■ AIM OF THE EXERCISE:
Go through the records below and report each line that contains the word "jersey". Copy those lines in full.

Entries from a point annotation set
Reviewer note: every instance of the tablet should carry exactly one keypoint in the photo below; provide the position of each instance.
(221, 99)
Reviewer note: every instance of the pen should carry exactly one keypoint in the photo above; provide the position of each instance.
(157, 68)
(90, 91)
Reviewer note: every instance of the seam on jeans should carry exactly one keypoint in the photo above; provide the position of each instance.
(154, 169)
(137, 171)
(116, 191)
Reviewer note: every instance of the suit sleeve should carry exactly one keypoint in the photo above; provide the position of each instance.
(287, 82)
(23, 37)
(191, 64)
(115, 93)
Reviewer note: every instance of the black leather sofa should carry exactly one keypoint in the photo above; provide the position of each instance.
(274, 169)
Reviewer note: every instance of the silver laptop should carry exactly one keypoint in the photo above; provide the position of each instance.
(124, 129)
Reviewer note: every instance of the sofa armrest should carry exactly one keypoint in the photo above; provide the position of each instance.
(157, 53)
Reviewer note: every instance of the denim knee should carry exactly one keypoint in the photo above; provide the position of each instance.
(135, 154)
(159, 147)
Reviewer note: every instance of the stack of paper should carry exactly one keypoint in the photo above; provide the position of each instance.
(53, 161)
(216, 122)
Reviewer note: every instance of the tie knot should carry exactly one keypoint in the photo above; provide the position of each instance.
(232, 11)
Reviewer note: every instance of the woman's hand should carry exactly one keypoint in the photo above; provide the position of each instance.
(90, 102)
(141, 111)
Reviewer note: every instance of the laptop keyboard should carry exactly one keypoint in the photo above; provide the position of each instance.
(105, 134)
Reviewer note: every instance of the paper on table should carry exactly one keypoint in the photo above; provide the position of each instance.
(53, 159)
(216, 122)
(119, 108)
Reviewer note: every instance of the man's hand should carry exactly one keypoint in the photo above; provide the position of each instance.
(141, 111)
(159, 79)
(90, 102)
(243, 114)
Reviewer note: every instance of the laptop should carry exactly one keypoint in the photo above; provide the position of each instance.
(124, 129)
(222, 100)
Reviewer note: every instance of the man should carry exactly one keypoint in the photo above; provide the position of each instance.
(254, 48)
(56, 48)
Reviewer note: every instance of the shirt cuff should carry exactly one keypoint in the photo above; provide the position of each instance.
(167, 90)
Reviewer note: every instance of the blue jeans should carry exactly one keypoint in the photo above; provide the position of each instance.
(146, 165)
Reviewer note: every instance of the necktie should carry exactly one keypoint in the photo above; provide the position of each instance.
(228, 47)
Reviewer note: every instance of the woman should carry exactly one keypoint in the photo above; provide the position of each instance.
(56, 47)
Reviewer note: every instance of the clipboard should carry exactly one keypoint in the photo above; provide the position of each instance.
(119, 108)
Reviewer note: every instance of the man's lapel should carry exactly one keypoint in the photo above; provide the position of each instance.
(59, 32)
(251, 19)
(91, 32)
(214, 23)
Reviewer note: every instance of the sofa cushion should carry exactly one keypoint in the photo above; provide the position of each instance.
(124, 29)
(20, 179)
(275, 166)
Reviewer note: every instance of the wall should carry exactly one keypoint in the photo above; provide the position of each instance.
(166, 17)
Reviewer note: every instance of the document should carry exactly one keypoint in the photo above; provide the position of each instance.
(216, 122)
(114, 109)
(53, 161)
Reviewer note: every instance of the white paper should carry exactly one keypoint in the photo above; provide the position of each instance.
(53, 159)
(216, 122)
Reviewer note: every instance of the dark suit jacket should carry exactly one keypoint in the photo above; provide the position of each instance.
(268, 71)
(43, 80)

==

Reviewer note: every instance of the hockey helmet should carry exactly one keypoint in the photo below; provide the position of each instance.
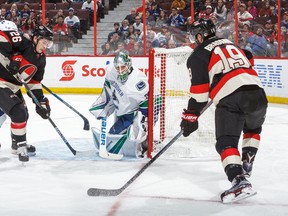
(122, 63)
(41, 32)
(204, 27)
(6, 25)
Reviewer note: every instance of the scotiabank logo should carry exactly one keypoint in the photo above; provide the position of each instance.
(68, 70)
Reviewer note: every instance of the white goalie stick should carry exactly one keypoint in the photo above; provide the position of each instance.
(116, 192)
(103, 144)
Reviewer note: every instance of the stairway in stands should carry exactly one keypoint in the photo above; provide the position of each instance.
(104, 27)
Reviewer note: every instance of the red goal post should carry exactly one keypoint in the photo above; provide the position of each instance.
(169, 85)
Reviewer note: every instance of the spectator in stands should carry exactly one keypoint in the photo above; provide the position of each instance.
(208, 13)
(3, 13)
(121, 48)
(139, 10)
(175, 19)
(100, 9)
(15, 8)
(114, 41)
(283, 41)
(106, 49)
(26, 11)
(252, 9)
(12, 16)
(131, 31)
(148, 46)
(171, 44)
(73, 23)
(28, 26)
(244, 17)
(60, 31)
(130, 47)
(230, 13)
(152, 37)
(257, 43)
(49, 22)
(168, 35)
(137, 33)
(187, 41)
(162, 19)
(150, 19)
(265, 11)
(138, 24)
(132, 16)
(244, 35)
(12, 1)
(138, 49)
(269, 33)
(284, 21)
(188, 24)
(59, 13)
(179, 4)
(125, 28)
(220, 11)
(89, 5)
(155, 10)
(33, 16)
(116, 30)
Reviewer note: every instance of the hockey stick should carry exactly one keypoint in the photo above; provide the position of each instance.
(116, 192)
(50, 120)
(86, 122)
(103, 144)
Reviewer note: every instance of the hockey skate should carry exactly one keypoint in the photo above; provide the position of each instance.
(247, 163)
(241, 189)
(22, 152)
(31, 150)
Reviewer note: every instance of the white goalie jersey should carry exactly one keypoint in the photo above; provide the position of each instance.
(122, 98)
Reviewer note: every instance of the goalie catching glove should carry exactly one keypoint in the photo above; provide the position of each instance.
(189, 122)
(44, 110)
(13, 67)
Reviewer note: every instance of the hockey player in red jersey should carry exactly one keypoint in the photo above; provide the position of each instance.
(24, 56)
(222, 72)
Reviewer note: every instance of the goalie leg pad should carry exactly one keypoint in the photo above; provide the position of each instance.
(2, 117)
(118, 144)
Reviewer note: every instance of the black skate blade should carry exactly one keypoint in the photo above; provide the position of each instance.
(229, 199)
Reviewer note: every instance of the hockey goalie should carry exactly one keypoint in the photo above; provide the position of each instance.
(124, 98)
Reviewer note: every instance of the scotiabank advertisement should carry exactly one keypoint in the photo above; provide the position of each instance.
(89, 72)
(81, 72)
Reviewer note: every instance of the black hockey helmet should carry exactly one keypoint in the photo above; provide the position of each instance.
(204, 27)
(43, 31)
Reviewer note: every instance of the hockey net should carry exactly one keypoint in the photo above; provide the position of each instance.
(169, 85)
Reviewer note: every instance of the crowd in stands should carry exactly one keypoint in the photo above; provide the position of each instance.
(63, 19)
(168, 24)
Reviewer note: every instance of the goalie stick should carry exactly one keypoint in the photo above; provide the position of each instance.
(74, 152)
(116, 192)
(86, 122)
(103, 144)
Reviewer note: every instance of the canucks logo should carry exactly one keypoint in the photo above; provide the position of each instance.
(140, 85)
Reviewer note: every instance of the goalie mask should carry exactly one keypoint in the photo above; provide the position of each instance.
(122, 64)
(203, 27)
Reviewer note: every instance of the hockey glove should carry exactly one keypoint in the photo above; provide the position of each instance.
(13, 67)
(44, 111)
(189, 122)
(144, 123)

■ EXERCISE RESULT:
Reviewer note: every instance of the white goalie jersey should carry exactly one keypoint in the photo above; provide the position of each instance.
Reviewer note: every instance of the hockey player in red jersey should carry exactly one keypoint in the photo above; provide the position of each instance.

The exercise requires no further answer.